Directions for this task:
Would you print the records as they stand, down to the last character?
(Data shown Opens)
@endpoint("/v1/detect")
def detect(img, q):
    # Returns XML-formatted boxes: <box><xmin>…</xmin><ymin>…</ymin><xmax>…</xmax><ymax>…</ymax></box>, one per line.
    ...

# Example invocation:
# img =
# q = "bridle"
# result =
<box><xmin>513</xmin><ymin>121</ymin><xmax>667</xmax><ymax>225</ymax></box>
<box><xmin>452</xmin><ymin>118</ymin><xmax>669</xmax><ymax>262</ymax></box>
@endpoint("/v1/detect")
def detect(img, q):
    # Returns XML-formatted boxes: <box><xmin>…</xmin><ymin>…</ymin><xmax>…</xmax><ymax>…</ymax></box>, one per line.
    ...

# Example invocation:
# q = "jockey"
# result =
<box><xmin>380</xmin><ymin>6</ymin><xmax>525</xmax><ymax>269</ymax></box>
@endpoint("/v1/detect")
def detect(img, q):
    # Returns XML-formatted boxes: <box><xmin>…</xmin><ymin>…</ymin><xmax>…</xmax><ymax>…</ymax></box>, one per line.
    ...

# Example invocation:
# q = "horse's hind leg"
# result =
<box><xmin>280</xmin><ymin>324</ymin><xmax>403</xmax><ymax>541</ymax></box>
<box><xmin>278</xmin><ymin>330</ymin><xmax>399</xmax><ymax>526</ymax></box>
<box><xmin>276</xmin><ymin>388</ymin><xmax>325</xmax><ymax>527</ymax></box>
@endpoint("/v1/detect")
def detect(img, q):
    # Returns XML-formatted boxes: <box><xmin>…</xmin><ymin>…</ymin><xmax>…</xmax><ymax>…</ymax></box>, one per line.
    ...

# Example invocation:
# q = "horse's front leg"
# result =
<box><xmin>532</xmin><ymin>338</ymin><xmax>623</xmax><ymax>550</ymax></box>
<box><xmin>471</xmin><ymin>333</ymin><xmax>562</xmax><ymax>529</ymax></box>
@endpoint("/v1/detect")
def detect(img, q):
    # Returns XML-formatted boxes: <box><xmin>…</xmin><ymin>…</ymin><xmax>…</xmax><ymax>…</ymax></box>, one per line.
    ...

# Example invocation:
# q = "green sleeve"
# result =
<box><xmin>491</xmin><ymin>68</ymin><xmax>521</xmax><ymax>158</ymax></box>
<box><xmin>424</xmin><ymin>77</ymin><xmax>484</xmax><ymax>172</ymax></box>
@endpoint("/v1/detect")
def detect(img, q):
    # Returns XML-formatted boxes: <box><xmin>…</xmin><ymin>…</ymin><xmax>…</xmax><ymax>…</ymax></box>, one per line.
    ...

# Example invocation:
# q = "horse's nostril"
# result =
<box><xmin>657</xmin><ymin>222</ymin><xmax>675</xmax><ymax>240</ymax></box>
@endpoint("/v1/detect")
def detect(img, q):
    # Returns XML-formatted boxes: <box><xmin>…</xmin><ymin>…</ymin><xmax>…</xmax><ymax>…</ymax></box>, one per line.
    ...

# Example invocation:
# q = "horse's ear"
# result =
(Data shown Closes)
Expected output:
@endpoint("/v1/detect")
def detect(img, q):
    # Returns XML-formatted boxes: <box><xmin>…</xmin><ymin>…</ymin><xmax>…</xmax><ymax>…</ymax></box>, one per line.
    ...

# Example invocation:
# img =
# q = "bridle"
# result =
<box><xmin>513</xmin><ymin>121</ymin><xmax>667</xmax><ymax>225</ymax></box>
<box><xmin>452</xmin><ymin>118</ymin><xmax>669</xmax><ymax>262</ymax></box>
@endpoint("/v1/detect")
def detect(img, q):
    # Returns XML-formatted boxes: <box><xmin>…</xmin><ymin>…</ymin><xmax>…</xmax><ymax>…</ymax></box>, one per line.
    ...

# Example invocation:
# q = "jockey"
# result =
<box><xmin>380</xmin><ymin>6</ymin><xmax>525</xmax><ymax>269</ymax></box>
@endpoint("/v1/detect")
def detect(img, q):
    # Returns XML-formatted boxes: <box><xmin>…</xmin><ymin>…</ymin><xmax>…</xmax><ymax>…</ymax></box>, one per line.
    ...

# Example invocation:
# q = "horse's hind leg"
# result =
<box><xmin>280</xmin><ymin>324</ymin><xmax>403</xmax><ymax>541</ymax></box>
<box><xmin>278</xmin><ymin>330</ymin><xmax>399</xmax><ymax>526</ymax></box>
<box><xmin>276</xmin><ymin>388</ymin><xmax>325</xmax><ymax>527</ymax></box>
@endpoint("/v1/detect")
def detect(img, q):
    # Returns XML-formatted boxes: <box><xmin>…</xmin><ymin>…</ymin><xmax>…</xmax><ymax>…</ymax></box>, one per line.
    ...

# Example invocation:
# q = "horse's front leg"
# result =
<box><xmin>532</xmin><ymin>338</ymin><xmax>623</xmax><ymax>550</ymax></box>
<box><xmin>471</xmin><ymin>333</ymin><xmax>562</xmax><ymax>529</ymax></box>
@endpoint("/v1/detect")
def detect(img, q):
    # Returns XML-formatted boxes: <box><xmin>…</xmin><ymin>…</ymin><xmax>…</xmax><ymax>…</ymax></box>, one per line.
    ...

# Example invocation:
# q = "green sleeve"
# result =
<box><xmin>491</xmin><ymin>68</ymin><xmax>521</xmax><ymax>158</ymax></box>
<box><xmin>424</xmin><ymin>77</ymin><xmax>484</xmax><ymax>172</ymax></box>
@endpoint("/v1/detect")
def detect(img, q):
    # Returns XML-formatted boxes: <box><xmin>…</xmin><ymin>…</ymin><xmax>…</xmax><ymax>…</ymax></box>, one per line.
    ...

# Example invocation:
# q = "horse's nostril"
# result =
<box><xmin>657</xmin><ymin>222</ymin><xmax>675</xmax><ymax>240</ymax></box>
@endpoint("/v1/detect")
def detect(img, q):
    # Returns XML-formatted boxes: <box><xmin>…</xmin><ymin>…</ymin><xmax>…</xmax><ymax>…</ymax></box>, one per line.
    ...

# Example invocation:
# q = "horse's ear"
# result =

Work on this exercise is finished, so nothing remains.